Please render the listing below as a numbered list, from its first line through the line containing "x=234, y=173", with any blank lines left out.
[START OF Data provided]
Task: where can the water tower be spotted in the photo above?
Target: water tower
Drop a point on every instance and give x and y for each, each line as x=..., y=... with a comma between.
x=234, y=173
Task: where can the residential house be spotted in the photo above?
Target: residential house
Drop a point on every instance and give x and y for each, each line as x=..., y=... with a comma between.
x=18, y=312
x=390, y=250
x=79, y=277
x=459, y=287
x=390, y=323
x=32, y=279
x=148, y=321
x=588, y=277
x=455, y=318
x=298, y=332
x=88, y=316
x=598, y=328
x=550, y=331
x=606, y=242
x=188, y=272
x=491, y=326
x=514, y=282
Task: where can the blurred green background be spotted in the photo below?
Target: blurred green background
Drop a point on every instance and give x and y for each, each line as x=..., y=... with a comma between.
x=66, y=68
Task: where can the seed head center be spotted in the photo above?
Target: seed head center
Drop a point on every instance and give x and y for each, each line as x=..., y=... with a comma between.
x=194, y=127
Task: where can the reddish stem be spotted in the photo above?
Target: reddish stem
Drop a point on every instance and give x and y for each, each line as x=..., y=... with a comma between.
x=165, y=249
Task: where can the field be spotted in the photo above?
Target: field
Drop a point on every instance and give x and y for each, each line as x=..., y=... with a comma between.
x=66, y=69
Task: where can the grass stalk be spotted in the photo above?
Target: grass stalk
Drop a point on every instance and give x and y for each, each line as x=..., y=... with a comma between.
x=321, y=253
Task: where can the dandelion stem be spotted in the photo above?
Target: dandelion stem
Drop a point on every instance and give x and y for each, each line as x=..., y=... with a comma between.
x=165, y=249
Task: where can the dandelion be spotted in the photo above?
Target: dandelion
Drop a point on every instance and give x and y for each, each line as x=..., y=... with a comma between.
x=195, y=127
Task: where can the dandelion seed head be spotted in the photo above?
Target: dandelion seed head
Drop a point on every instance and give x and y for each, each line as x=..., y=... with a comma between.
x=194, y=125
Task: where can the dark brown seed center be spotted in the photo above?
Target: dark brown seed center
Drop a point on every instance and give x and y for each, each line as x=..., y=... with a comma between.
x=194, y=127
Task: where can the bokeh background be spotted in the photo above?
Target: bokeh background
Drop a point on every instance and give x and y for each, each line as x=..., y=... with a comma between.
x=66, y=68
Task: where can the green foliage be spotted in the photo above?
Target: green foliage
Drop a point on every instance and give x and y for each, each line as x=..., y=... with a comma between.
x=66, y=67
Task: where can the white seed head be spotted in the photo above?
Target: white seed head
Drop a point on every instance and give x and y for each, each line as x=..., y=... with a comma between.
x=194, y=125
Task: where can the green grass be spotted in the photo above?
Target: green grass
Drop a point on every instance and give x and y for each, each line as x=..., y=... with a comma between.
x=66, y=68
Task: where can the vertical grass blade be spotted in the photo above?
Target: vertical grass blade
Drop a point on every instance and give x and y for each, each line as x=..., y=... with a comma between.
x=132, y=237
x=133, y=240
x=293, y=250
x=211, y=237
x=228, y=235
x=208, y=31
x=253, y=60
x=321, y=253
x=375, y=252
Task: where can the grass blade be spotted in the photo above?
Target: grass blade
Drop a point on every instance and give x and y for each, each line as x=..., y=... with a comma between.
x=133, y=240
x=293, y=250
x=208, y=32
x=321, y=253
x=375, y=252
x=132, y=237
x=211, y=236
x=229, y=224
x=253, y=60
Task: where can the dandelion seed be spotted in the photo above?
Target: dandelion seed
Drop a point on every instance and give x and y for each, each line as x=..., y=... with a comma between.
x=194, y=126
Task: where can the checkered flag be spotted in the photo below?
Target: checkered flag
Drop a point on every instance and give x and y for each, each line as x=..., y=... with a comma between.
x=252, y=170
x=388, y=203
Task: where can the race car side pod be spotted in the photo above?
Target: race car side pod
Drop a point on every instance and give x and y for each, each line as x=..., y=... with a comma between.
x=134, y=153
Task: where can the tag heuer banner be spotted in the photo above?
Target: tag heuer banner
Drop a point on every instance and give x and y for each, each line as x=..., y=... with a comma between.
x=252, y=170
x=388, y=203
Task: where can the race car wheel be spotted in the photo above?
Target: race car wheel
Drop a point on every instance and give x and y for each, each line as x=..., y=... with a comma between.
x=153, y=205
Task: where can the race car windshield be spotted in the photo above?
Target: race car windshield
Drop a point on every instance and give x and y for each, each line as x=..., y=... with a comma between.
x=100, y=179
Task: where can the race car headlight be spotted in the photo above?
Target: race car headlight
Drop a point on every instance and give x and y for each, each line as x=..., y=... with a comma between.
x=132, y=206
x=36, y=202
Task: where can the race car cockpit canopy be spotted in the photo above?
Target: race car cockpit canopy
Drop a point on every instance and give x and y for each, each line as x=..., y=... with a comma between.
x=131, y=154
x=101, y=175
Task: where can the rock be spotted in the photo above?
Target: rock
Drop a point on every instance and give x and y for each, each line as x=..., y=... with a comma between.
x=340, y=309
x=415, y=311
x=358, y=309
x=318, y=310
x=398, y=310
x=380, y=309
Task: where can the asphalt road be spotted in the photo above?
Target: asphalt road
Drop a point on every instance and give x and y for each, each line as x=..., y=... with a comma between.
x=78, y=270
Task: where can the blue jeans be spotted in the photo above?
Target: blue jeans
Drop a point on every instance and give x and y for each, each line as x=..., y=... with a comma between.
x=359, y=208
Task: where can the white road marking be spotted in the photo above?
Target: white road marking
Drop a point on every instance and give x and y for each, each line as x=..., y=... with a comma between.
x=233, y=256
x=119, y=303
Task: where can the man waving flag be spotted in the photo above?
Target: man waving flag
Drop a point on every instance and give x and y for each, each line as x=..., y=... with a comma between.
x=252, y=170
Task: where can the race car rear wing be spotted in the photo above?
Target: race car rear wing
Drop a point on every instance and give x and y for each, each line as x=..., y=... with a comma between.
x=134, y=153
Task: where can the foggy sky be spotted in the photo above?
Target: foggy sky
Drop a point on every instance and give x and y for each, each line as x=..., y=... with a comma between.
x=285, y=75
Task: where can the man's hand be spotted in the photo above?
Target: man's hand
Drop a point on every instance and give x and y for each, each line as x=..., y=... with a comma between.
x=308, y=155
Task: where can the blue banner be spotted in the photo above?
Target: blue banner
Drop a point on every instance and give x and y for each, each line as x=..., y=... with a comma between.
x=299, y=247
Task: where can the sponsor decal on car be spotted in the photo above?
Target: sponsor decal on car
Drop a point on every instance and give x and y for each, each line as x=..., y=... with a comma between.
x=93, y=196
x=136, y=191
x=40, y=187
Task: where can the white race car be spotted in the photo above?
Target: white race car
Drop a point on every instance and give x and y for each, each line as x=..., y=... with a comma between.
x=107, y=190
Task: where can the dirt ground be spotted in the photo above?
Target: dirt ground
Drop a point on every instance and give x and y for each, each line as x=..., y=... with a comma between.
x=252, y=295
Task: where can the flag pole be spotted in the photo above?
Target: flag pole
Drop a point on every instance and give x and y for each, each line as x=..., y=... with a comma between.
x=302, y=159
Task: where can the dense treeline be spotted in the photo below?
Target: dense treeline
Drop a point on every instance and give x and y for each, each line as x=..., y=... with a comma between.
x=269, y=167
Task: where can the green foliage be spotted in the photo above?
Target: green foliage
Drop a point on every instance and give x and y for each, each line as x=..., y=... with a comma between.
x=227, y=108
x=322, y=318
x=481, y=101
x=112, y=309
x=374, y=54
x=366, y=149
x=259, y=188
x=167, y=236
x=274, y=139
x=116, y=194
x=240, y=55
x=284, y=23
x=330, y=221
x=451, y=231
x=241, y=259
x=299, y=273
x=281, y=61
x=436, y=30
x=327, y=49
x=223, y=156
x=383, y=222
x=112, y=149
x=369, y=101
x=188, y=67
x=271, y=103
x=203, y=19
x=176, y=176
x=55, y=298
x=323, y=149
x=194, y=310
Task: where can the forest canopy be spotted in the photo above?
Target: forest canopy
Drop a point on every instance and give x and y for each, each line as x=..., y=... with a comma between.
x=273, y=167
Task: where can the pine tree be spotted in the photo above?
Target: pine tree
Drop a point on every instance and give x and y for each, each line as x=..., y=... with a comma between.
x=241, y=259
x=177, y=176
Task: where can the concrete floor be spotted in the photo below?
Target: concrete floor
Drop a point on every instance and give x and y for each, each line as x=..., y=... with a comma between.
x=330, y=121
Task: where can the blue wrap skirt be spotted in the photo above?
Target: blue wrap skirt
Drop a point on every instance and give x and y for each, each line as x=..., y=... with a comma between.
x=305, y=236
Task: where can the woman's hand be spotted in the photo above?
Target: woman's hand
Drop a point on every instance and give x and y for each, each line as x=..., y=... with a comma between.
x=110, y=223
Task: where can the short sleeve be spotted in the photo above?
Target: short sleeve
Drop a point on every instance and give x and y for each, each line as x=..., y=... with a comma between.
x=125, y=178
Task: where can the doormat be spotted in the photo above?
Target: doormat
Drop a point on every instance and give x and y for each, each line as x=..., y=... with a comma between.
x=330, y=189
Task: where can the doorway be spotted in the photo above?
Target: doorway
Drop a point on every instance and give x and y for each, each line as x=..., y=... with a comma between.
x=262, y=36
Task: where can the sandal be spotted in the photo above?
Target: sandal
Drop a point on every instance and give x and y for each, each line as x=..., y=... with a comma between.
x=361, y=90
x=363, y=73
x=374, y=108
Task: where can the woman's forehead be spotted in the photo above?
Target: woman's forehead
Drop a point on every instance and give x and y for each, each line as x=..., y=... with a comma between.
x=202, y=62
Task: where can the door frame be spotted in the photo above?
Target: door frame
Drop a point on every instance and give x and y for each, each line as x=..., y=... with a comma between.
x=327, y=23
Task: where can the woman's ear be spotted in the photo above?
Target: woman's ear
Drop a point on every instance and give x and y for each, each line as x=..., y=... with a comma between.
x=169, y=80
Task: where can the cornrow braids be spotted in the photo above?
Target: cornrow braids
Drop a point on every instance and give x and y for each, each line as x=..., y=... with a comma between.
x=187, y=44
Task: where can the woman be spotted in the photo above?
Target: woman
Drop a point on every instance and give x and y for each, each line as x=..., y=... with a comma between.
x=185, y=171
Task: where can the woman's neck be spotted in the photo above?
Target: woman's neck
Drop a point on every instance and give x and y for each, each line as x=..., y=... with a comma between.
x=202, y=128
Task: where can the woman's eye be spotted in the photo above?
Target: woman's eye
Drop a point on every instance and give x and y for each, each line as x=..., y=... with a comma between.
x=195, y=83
[END OF Data provided]
* _Response_:
1. Task: where can the water tower be spotted in the photo above?
2. Target: water tower
3. Drop a point on every instance and give x and y for each, each line as x=..., y=... with a comma between.
4. x=234, y=173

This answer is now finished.